- **WHAT NEEDS TO BE DONE**: Please pull out every line in the items below that contains the word "crowd". Case counts, so only lines with that exact capitalization qualify.

## START DATA PROVIDED

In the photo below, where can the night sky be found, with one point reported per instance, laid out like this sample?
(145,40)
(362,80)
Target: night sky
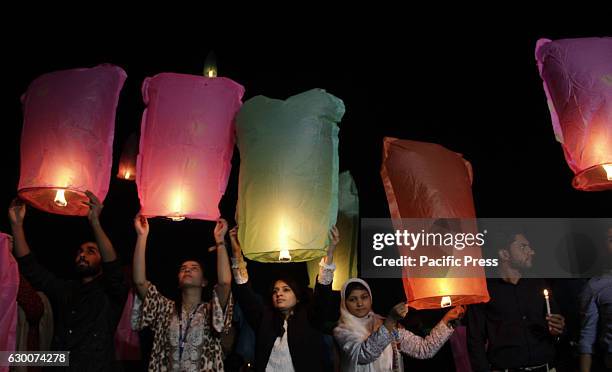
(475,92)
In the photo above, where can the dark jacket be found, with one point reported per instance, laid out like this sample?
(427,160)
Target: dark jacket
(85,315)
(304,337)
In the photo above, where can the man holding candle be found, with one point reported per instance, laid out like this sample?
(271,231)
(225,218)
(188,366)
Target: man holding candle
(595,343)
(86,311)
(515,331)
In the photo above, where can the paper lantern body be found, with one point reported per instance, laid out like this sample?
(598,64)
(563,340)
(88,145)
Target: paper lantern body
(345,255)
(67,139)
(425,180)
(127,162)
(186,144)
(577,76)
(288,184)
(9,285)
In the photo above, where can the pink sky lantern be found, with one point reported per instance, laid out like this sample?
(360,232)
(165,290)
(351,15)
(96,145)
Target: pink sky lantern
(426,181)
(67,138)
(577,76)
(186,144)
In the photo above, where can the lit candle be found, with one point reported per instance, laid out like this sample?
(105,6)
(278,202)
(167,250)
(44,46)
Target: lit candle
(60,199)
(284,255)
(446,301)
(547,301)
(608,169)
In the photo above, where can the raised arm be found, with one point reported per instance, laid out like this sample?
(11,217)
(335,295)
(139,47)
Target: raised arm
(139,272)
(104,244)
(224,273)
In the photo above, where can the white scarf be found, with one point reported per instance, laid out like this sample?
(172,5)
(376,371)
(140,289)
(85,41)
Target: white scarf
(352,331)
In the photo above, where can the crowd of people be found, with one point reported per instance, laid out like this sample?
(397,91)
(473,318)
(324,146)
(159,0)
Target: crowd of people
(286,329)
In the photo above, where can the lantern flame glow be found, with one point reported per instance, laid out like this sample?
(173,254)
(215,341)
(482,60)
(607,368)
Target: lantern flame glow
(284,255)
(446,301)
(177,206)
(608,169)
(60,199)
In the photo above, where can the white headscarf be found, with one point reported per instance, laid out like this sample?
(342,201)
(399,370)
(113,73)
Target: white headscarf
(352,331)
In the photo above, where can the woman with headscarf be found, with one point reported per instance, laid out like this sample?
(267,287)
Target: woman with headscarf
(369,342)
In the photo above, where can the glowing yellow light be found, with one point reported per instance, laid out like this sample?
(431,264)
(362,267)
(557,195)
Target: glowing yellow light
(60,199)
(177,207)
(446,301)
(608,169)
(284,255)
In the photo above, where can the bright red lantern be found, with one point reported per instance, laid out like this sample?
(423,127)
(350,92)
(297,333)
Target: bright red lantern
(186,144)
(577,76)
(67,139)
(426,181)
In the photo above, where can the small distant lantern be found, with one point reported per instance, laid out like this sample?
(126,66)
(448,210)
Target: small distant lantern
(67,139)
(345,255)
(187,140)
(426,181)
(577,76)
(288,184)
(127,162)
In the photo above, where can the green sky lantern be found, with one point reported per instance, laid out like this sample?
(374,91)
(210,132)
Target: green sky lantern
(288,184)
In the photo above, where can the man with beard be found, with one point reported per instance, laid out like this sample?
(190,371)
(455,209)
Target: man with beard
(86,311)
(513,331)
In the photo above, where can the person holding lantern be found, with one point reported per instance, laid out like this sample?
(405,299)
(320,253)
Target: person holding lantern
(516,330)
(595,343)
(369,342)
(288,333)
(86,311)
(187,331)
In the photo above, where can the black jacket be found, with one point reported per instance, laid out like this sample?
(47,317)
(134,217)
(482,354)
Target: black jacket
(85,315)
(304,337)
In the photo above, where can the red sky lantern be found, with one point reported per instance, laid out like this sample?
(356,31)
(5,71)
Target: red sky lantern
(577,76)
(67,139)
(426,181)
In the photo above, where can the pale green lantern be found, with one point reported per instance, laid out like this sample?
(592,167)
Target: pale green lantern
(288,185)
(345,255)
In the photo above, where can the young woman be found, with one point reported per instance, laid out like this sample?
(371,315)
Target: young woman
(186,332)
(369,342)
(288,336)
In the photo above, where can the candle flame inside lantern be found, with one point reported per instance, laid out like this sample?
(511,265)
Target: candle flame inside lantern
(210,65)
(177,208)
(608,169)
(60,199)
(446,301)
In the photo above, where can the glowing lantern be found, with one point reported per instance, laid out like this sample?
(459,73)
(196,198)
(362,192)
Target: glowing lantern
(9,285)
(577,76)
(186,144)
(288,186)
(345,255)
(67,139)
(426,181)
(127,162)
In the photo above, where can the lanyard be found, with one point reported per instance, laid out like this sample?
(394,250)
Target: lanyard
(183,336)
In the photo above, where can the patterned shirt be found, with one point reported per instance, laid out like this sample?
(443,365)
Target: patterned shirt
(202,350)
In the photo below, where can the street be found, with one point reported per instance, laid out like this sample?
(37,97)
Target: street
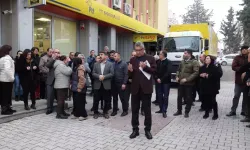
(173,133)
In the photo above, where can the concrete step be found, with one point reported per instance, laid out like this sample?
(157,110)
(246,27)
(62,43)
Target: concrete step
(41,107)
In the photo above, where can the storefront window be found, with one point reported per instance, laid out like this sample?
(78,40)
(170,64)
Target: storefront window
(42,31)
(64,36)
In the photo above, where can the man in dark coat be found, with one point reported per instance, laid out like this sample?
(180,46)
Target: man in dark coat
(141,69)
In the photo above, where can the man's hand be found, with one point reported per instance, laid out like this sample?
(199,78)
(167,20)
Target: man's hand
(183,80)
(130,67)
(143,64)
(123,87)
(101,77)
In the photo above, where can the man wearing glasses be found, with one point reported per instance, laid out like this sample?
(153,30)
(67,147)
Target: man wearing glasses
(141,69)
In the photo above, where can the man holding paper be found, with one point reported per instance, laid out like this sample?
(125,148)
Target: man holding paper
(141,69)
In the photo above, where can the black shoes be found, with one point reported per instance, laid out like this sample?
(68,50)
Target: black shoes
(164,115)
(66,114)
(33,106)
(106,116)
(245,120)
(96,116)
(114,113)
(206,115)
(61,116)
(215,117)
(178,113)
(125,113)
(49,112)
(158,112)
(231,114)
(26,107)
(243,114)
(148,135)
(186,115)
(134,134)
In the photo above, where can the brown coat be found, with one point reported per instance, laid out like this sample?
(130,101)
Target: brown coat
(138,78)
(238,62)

## END DATA PROVIDED
## START DATA PROVIDED

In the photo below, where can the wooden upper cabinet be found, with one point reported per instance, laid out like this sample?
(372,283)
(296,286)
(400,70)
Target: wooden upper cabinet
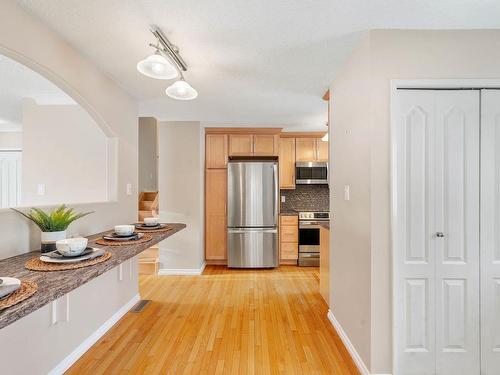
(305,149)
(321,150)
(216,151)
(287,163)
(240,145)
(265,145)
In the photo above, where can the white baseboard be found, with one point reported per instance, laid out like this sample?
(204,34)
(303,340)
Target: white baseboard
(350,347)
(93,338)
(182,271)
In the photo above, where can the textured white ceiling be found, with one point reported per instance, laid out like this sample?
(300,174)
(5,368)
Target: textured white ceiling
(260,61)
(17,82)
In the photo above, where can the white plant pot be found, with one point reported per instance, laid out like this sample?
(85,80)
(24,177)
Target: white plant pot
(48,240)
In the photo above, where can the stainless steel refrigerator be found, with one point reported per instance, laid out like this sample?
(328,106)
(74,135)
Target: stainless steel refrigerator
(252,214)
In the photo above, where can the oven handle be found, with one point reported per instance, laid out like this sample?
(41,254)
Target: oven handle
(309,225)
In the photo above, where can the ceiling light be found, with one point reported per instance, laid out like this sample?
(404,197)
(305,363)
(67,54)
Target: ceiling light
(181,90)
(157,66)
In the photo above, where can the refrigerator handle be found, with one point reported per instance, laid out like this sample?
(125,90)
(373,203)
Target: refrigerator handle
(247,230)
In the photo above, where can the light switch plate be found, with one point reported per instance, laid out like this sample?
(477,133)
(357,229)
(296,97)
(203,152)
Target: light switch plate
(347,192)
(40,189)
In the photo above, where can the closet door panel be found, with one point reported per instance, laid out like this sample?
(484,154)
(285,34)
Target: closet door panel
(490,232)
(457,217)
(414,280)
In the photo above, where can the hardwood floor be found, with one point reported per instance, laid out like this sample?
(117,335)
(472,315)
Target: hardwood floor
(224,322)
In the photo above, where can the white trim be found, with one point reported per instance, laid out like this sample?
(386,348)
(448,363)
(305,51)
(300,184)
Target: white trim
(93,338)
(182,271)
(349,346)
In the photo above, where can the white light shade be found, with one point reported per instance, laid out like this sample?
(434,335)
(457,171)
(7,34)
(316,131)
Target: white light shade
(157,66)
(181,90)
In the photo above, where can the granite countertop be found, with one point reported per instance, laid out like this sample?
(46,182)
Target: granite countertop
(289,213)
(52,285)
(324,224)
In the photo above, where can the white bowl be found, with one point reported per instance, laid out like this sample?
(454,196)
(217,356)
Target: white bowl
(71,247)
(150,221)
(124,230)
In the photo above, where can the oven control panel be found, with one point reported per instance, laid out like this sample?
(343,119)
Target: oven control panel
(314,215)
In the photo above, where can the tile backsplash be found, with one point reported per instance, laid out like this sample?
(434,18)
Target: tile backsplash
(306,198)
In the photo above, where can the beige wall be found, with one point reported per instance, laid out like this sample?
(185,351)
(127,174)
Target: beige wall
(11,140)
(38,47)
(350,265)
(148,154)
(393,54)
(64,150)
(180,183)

## END DATA PROVIDED

- **CORRECT OUTPUT**:
In the photo above, where can the crowd of people be found, with one point reported per instance, laid out like this sample?
Target: crowd of people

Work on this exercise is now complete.